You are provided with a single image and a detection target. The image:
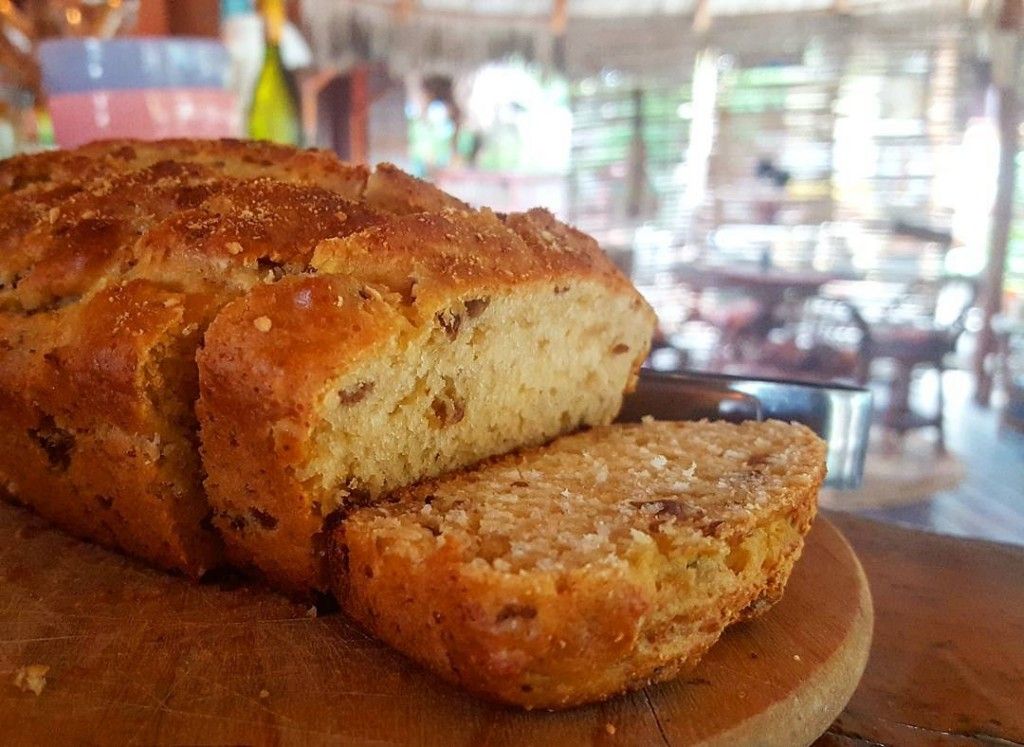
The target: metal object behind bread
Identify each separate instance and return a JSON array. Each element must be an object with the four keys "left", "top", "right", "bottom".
[{"left": 618, "top": 369, "right": 871, "bottom": 489}]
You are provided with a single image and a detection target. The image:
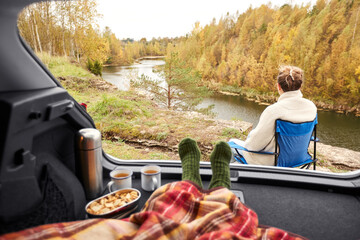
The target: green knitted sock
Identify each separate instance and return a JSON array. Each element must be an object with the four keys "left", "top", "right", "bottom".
[
  {"left": 209, "top": 141, "right": 231, "bottom": 189},
  {"left": 179, "top": 138, "right": 203, "bottom": 187}
]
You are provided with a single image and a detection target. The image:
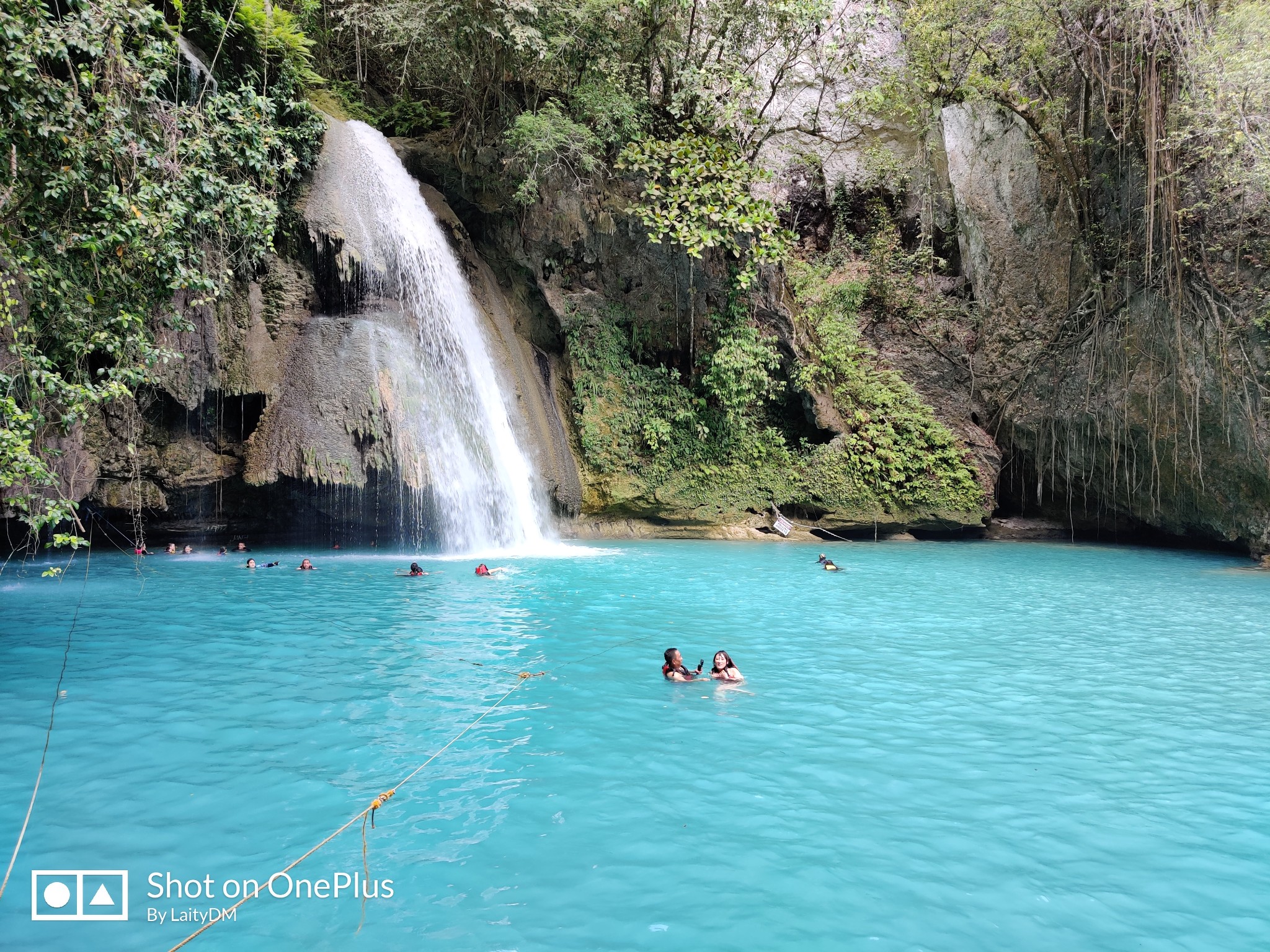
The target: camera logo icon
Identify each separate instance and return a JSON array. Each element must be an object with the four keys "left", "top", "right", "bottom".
[{"left": 30, "top": 870, "right": 128, "bottom": 923}]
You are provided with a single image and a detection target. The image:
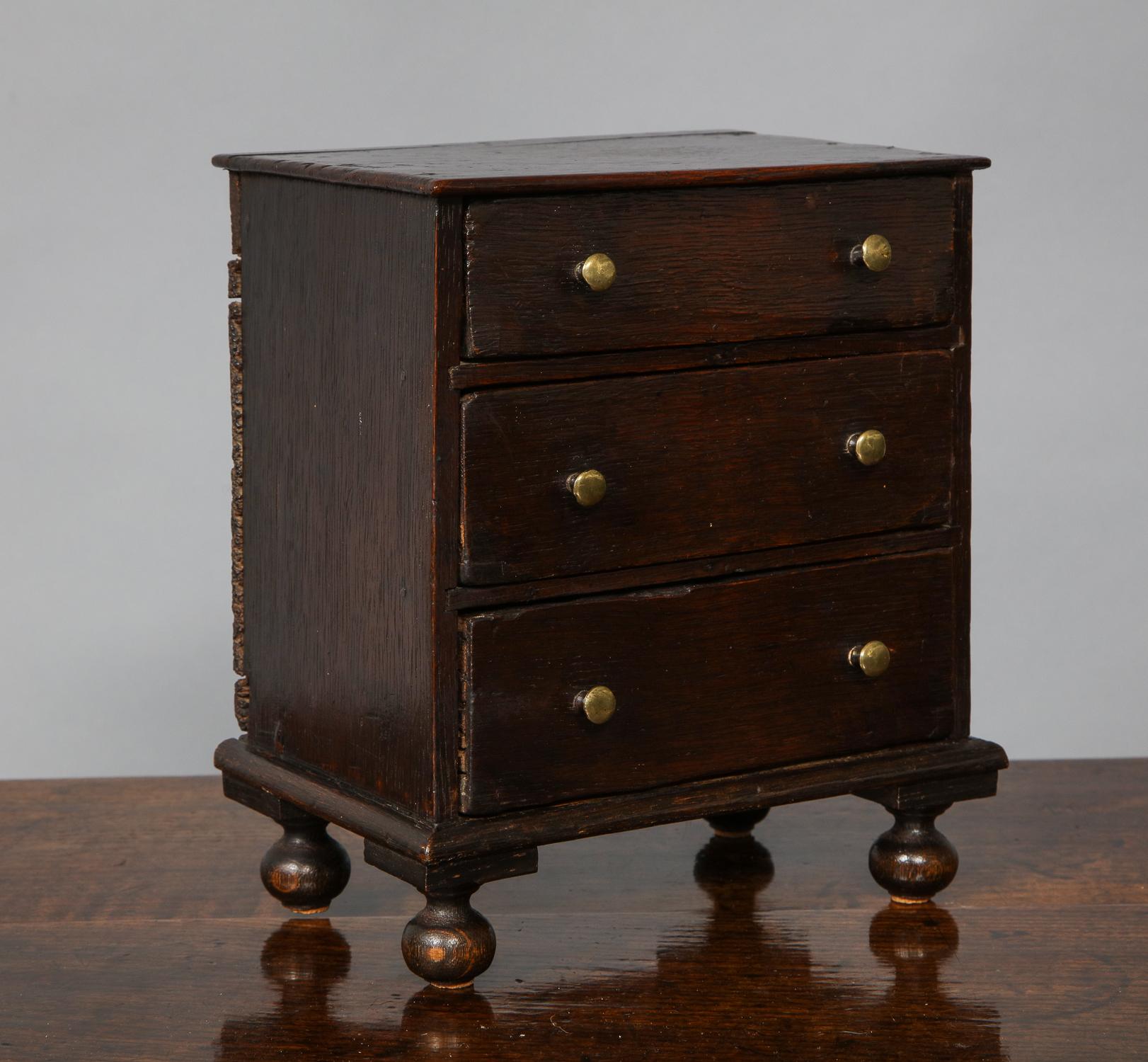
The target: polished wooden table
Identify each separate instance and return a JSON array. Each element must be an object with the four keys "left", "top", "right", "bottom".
[{"left": 0, "top": 760, "right": 1148, "bottom": 1062}]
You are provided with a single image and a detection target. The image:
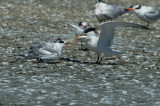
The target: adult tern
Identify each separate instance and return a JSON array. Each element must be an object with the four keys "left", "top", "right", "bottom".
[
  {"left": 126, "top": 4, "right": 160, "bottom": 27},
  {"left": 14, "top": 38, "right": 70, "bottom": 62},
  {"left": 95, "top": 0, "right": 127, "bottom": 23},
  {"left": 75, "top": 22, "right": 91, "bottom": 48},
  {"left": 75, "top": 22, "right": 149, "bottom": 63},
  {"left": 68, "top": 22, "right": 91, "bottom": 48}
]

— Task requirements —
Rewrite the lines above, replacing "detection target" with "search target" wherever it occurs and leaving all other text unchanged. Omit the pictures from your version.

— Response below —
You are provided with a single image and a search target. The image:
The target: metal object behind bread
Identify each separate instance and return a JSON array. Each element must be an object with the four keys "left", "top", "right", "bottom".
[{"left": 618, "top": 369, "right": 871, "bottom": 489}]
You are provided with a single image and a search target. The image:
The target: green knitted sock
Identify each separate instance and return a JSON array. Each element must be an object with the four keys "left", "top", "right", "bottom".
[
  {"left": 209, "top": 141, "right": 231, "bottom": 189},
  {"left": 179, "top": 138, "right": 203, "bottom": 187}
]
You are provided with a single image and a search target. The image:
The target: camera logo icon
Identify each separate instance and return a JSON array. Each element must be an object with the four keys "left", "top", "right", "bottom".
[{"left": 30, "top": 870, "right": 128, "bottom": 923}]
You are provided with a single image and a search target. The image:
The target: polished wooden table
Identify each separate instance and return a JSON array. Each element must be an object with the four keys "left", "top", "right", "bottom".
[{"left": 0, "top": 760, "right": 1148, "bottom": 1062}]
You are provided with a single image and a search target. The image:
The target: adult tern
Identify each separate instance and return a JSON array. Each element must be an object with the four keys "left", "top", "right", "bottom".
[
  {"left": 126, "top": 4, "right": 160, "bottom": 27},
  {"left": 14, "top": 38, "right": 70, "bottom": 62},
  {"left": 95, "top": 0, "right": 127, "bottom": 23},
  {"left": 75, "top": 22, "right": 91, "bottom": 48},
  {"left": 75, "top": 22, "right": 149, "bottom": 63},
  {"left": 68, "top": 22, "right": 91, "bottom": 48}
]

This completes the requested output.